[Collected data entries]
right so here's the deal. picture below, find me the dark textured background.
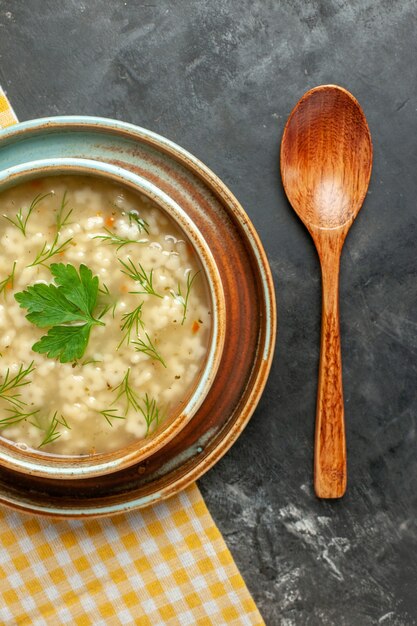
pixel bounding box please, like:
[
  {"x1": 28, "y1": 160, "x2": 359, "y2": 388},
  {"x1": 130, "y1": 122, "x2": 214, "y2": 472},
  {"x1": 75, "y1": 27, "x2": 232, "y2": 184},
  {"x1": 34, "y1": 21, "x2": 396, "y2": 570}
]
[{"x1": 1, "y1": 1, "x2": 417, "y2": 624}]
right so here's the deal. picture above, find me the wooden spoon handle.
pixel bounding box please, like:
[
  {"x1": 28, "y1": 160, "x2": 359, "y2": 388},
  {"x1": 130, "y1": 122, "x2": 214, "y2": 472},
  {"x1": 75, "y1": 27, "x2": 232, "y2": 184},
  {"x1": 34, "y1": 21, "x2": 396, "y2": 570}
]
[{"x1": 314, "y1": 237, "x2": 347, "y2": 498}]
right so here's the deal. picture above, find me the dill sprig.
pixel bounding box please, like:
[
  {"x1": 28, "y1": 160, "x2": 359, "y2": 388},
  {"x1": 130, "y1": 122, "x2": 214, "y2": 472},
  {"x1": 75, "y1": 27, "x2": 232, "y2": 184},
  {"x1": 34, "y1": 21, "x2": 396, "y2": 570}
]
[
  {"x1": 0, "y1": 407, "x2": 40, "y2": 429},
  {"x1": 119, "y1": 258, "x2": 162, "y2": 298},
  {"x1": 93, "y1": 228, "x2": 145, "y2": 251},
  {"x1": 133, "y1": 332, "x2": 167, "y2": 368},
  {"x1": 117, "y1": 303, "x2": 145, "y2": 349},
  {"x1": 111, "y1": 368, "x2": 140, "y2": 415},
  {"x1": 100, "y1": 369, "x2": 164, "y2": 435},
  {"x1": 0, "y1": 261, "x2": 17, "y2": 297},
  {"x1": 38, "y1": 411, "x2": 71, "y2": 447},
  {"x1": 171, "y1": 270, "x2": 200, "y2": 325},
  {"x1": 28, "y1": 233, "x2": 73, "y2": 267},
  {"x1": 98, "y1": 408, "x2": 126, "y2": 427},
  {"x1": 139, "y1": 394, "x2": 162, "y2": 436},
  {"x1": 99, "y1": 394, "x2": 163, "y2": 435},
  {"x1": 81, "y1": 358, "x2": 102, "y2": 366},
  {"x1": 97, "y1": 283, "x2": 118, "y2": 319},
  {"x1": 3, "y1": 192, "x2": 52, "y2": 237},
  {"x1": 0, "y1": 362, "x2": 36, "y2": 410},
  {"x1": 56, "y1": 191, "x2": 73, "y2": 232},
  {"x1": 128, "y1": 210, "x2": 149, "y2": 234},
  {"x1": 98, "y1": 283, "x2": 111, "y2": 297}
]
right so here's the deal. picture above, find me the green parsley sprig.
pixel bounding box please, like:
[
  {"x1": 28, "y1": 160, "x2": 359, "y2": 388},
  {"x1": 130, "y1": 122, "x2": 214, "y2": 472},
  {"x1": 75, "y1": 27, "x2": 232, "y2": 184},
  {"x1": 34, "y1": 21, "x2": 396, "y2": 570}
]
[{"x1": 15, "y1": 263, "x2": 105, "y2": 363}]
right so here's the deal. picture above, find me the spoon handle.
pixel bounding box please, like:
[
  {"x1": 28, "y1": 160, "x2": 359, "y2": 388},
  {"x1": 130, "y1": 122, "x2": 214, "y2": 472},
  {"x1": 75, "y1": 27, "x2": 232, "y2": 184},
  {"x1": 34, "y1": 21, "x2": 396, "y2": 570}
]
[{"x1": 314, "y1": 235, "x2": 347, "y2": 498}]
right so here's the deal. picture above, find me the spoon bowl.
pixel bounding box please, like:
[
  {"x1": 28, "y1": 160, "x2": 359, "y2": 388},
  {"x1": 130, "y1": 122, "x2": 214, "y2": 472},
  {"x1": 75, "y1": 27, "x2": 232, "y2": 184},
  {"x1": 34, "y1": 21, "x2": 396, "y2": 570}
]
[
  {"x1": 281, "y1": 85, "x2": 372, "y2": 231},
  {"x1": 281, "y1": 85, "x2": 372, "y2": 498}
]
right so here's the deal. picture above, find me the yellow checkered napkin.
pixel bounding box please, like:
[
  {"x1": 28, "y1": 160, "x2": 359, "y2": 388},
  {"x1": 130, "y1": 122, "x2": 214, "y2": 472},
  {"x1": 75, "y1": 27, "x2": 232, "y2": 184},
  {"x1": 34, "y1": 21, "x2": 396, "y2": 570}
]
[
  {"x1": 0, "y1": 485, "x2": 263, "y2": 625},
  {"x1": 0, "y1": 90, "x2": 265, "y2": 625},
  {"x1": 0, "y1": 87, "x2": 18, "y2": 128}
]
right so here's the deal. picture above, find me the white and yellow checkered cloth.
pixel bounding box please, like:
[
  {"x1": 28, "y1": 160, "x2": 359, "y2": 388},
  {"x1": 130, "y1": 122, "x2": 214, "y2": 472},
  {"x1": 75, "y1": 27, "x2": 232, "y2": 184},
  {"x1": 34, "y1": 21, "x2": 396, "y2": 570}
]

▶ **Task statement**
Lines holding the word "find" in the entries above are the ones to pull out. Copy them all.

▶ **Result of this task**
right so here's the deal. picture below, find me the dark textured background.
right so here's the deal. picture above, find me the wooden spoon handle.
right so here's the deal. picture above, find me the dill sprig.
right so here's the deal. picture above, find me the green parsley sprig.
right so here's the deal. picture above, find me the spoon handle.
right so here's the deal. picture above, find me the spoon bowl.
right so here's the deal. picture above, find me the yellow checkered napkin.
right so here's the deal. picture above, find me the white and yellow checkered cloth.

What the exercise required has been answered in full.